> _What the task asks_: Reproduce the material below from the line containing "[segment] **alloy wheel**" through the line containing "POLYGON ((596 109, 596", with both of those lines included.

Rows from a segmentation dataset:

================

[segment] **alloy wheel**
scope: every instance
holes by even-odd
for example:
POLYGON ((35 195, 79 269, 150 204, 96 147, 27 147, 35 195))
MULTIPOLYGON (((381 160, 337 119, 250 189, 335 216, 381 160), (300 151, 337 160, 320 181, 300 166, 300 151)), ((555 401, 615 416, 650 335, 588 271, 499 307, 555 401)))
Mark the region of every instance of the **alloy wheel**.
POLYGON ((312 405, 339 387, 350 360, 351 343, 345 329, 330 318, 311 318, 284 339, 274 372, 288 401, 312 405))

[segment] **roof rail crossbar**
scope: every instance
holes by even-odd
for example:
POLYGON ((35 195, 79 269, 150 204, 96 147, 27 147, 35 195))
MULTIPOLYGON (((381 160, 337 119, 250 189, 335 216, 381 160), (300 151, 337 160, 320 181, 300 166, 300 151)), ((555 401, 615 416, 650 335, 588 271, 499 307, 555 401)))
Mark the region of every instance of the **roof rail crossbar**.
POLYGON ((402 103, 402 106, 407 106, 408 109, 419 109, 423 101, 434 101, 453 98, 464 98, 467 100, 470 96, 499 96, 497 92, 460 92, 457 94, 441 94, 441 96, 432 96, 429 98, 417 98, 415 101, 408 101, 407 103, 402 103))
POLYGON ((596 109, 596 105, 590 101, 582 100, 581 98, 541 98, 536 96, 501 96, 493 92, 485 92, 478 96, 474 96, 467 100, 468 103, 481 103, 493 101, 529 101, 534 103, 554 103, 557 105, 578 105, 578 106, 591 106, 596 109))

================

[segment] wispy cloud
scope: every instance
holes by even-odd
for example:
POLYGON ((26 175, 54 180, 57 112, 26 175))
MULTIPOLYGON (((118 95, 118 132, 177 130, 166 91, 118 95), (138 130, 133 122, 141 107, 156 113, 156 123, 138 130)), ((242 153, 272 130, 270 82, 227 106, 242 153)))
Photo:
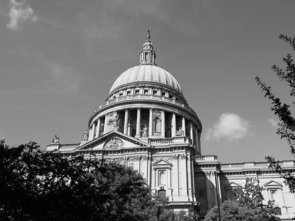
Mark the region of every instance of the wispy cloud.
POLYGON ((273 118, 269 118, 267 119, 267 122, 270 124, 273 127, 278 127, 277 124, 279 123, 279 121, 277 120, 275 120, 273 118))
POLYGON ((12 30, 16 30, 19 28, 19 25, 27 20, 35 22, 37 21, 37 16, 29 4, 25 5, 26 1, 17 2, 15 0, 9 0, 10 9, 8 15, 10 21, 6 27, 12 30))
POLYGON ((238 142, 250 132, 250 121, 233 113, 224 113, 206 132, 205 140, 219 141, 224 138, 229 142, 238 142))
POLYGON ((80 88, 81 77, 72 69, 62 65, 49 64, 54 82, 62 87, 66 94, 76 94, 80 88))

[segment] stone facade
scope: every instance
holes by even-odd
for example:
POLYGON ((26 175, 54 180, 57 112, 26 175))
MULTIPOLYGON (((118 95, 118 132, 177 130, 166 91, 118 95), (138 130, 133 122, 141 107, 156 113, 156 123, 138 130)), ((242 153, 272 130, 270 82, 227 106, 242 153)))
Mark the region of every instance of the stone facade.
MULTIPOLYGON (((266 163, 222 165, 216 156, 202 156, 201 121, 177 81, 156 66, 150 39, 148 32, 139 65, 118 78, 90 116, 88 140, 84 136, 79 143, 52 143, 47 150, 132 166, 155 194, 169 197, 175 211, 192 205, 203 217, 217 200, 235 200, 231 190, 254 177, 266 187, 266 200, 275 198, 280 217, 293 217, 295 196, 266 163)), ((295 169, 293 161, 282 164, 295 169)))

================

> _Answer below_:
[segment] **alloy wheel**
scope: every instance
holes by even-odd
for example:
POLYGON ((35 195, 79 269, 150 204, 96 147, 27 147, 35 195))
MULTIPOLYGON (((381 160, 337 119, 250 189, 335 216, 381 160), (300 151, 337 160, 320 181, 300 166, 300 151)), ((555 401, 615 416, 650 335, 588 271, 499 307, 555 401)))
Mark the region of every instance of the **alloy wheel**.
POLYGON ((312 405, 339 387, 350 360, 351 343, 345 329, 330 318, 311 318, 284 339, 274 372, 288 401, 312 405))

[segment] **roof rail crossbar**
scope: every instance
holes by even-odd
for example:
POLYGON ((35 195, 79 269, 150 204, 96 147, 27 147, 35 195))
MULTIPOLYGON (((381 160, 337 119, 250 189, 335 216, 381 160), (300 151, 337 160, 320 181, 300 166, 300 151)), ((555 401, 615 416, 650 335, 588 271, 499 307, 555 401)))
Mark the region of every instance of the **roof rail crossbar**.
POLYGON ((402 103, 402 106, 407 106, 408 109, 419 109, 423 101, 434 101, 453 98, 464 98, 467 100, 470 96, 499 96, 497 92, 460 92, 457 94, 441 94, 441 96, 432 96, 429 98, 417 98, 415 101, 408 101, 407 103, 402 103))
POLYGON ((596 109, 596 105, 590 101, 582 100, 581 98, 541 98, 536 96, 501 96, 493 92, 485 92, 478 96, 474 96, 467 100, 468 103, 481 103, 493 101, 529 101, 534 103, 554 103, 557 105, 578 105, 578 106, 591 106, 596 109))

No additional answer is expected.